Exercise input section start

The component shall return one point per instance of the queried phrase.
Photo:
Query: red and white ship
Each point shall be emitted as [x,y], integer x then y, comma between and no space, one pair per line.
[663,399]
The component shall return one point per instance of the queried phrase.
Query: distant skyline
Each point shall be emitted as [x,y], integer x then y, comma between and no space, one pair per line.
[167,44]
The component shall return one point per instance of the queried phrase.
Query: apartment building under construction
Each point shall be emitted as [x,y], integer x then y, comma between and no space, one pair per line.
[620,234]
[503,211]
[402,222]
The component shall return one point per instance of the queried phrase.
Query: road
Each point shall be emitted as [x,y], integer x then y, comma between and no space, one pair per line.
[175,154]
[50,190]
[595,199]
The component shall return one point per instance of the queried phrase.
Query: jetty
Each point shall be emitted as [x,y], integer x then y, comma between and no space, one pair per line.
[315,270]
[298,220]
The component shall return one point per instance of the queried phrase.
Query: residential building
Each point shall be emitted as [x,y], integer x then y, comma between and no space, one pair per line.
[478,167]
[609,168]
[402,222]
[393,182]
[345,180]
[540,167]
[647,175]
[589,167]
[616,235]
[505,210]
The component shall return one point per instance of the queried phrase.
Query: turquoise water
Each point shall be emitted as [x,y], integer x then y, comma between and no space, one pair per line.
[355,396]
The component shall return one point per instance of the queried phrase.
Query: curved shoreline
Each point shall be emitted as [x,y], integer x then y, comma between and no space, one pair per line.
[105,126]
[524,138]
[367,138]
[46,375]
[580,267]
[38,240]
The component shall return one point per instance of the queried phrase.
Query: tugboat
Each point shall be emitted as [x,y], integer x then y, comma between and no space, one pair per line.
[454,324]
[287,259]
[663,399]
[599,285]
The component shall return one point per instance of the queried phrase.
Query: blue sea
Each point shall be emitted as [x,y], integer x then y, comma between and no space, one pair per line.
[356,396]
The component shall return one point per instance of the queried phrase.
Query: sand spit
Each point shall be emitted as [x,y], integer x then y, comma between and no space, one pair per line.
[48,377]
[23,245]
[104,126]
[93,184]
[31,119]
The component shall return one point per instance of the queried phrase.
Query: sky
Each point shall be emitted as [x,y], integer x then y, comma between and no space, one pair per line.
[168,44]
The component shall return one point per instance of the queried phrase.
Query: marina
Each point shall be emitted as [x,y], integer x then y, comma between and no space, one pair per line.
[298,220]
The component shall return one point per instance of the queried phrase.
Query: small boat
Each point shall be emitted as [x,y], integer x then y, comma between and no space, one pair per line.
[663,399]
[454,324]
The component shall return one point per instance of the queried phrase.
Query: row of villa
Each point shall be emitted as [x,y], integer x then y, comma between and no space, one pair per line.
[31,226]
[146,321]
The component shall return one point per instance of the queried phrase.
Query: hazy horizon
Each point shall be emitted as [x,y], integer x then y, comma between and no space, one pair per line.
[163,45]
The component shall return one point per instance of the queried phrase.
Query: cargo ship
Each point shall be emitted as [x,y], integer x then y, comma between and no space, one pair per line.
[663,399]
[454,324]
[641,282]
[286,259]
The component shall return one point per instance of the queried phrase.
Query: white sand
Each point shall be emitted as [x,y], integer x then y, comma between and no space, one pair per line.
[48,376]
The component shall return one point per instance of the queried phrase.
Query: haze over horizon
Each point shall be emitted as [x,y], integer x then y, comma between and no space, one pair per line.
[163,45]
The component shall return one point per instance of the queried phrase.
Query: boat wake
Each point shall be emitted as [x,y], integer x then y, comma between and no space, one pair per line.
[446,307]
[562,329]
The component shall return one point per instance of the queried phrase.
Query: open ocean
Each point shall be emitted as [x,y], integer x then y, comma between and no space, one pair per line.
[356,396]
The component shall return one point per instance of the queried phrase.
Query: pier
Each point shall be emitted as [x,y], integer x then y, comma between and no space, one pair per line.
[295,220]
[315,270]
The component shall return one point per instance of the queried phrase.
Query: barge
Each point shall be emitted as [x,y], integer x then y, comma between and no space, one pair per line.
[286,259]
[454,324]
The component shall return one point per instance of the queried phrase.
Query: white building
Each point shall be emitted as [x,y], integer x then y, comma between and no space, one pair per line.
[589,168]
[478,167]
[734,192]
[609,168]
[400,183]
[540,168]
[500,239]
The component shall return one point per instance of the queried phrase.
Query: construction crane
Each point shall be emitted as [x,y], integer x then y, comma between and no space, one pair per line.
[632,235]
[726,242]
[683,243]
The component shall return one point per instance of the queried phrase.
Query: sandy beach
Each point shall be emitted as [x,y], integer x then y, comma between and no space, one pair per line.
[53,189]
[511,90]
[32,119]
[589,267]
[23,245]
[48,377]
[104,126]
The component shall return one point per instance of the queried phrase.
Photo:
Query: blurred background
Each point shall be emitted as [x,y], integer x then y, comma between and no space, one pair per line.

Exercise input section end

Task directions – Once more, give all the records exactly as they were written.

Result below –
The component shall return one point per instance of the queried phrase.
Photo:
Query: red and white ship
Each point shall be emitted as [x,y], integer x then y, comma between and no space, one pair per line.
[663,399]
The component shall return one point per instance of the queried phrase.
Query: distant skyline
Each point shall be emitted as [x,y], integer x then y, comma between and no space, one pair per line.
[167,44]
The component shall return one point per instance of the queried phrase.
Query: apartment building under construction
Each point shall be emitted as [x,y], integer x then y, comma between and no space, one pair per line.
[620,234]
[503,211]
[402,222]
The component shall return one point per instance of the queried phrase.
Query: road
Each point shall be emitted as [x,y], integer x then y, comma between and no space, one pair per line.
[175,154]
[50,190]
[595,199]
The component shall return one point per instance of the queried phrase.
Query: jetty
Each point shall be emitted as [x,y], integer x then y, comma between and no space, one pair per line.
[315,270]
[298,220]
The component shall return one point per instance of the queried phrase.
Query: residential building
Each point shall be emitted as [x,y], integer x then y, comma between and no space, one pair per line.
[478,167]
[609,168]
[402,222]
[393,182]
[345,180]
[540,167]
[647,175]
[589,167]
[616,235]
[505,210]
The component shall return one point per instance of the queried phrase.
Query: turquoise water
Each point shall be emitted as [x,y], integer x then y, comma between and no space, one pair per line.
[355,396]
The component shall return one point per instance of the queried phrase.
Query: curved shoreline
Each point shall be emitted as [x,y], integer x then y, comma between and no space, one pair per line.
[105,126]
[524,138]
[367,138]
[46,375]
[580,267]
[38,240]
The component shall return one point per instance of the queried phrase.
Query: tugboat
Each point shall be emitted as [x,y], integer x then y, comma between and no space, one pair per line.
[454,324]
[287,259]
[663,399]
[599,285]
The component shall return one point per instance of the queried phrase.
Query: blue sea
Each point shall be emitted as [x,y], integer x then y, comma between and no space, one pair per line.
[356,396]
The component shall return one point per instance of the queried phrase.
Query: sand spit
Each point shall be emitted as [x,y], integer x then y, comma between and no space, one pair per line.
[48,377]
[23,245]
[104,126]
[93,184]
[31,119]
The component shall return one point per instance of the queried phrase.
Query: sky
Each point shall be emitted as [x,y], integer x then y, comma between and no space, one pair per line.
[168,44]
The component shall return one point per instance of the queried phrase.
Query: marina
Each point shall be emitted as [x,y], integer x then y, comma between and no space, one pair per line.
[298,220]
The component shall return one point per instance of the queried phrase.
Query: small boat
Each point shall be emitted as [x,y], integer x then y, comma between and no space, one pair per line.
[663,399]
[454,324]
The component shall return one point per instance of the queried phrase.
Query: row of villa
Each point shall be emitted as [x,y], integer x then y, comma between and no space, one pair per line.
[31,226]
[146,321]
The component shall return one point per instance of the queried phrase.
Query: hazy horizon
Each point shall be emitted as [x,y], integer x then y, comma between and no space, one pair per line.
[163,45]
The component shall return one point per instance of the queried phrase.
Query: cargo ship
Each point shall be emitted as [x,y], integer x then y, comma between and no space, one pair per line.
[663,399]
[454,324]
[641,282]
[286,259]
The component shall return one point per instance of the queried phrase.
Query: white sand
Each point shall be emitted as [x,y], integer x then y, comma between and no space, one pair per line.
[48,376]
The component shall return one point per instance of the queried phrase.
Query: haze over horizon
Each point shall be emitted as [x,y], integer x then y, comma between and no space, one pair per line.
[163,45]
The component shall return one point per instance of the queried phrase.
Query: boat wake
Each point shall be emitted as [x,y], integer x then y, comma between and no space, one pair per line.
[446,307]
[562,329]
The component shall return one point per instance of the queried phrase.
Query: open ocean
Each point shall be emitted as [x,y], integer x then y, comma between and no space, one pair per line.
[356,396]
The component shall return one point per instance of the queried phrase.
Query: pier
Each point shall be emitted as [x,y], integer x then y, comma between and no space, one pair per line.
[295,220]
[315,270]
The component shall return one point per instance of the queried phrase.
Query: barge
Each point shall be emitted as [x,y], integer x then y, comma between and no space, one pair per line.
[286,259]
[454,324]
The component shall return one point per instance of the queried phrase.
Query: white building
Each point shall be emitted as [x,y], integer x then y, comma between and no space, one pair per line.
[589,168]
[478,167]
[734,192]
[609,168]
[400,183]
[540,168]
[500,239]
The component shall return one point per instance of the queried phrase.
Query: construction crane
Each point shall be emitted as [x,y], integer x then y, comma between and no space, one pair per line.
[632,235]
[726,242]
[683,243]
The component shall return one point per instance of the queried phrase.
Query: sandy beach
Each point shall be emitted as [x,y], integer x then y, comma between and no space, one pair per line.
[53,189]
[511,90]
[32,119]
[589,267]
[23,245]
[48,377]
[104,126]
The component shall return one point per instance of the queried phrase.
Photo:
Query: blurred background
Each point shall be emitted as [x,y], integer x then y, comma between and no space, one pair per line.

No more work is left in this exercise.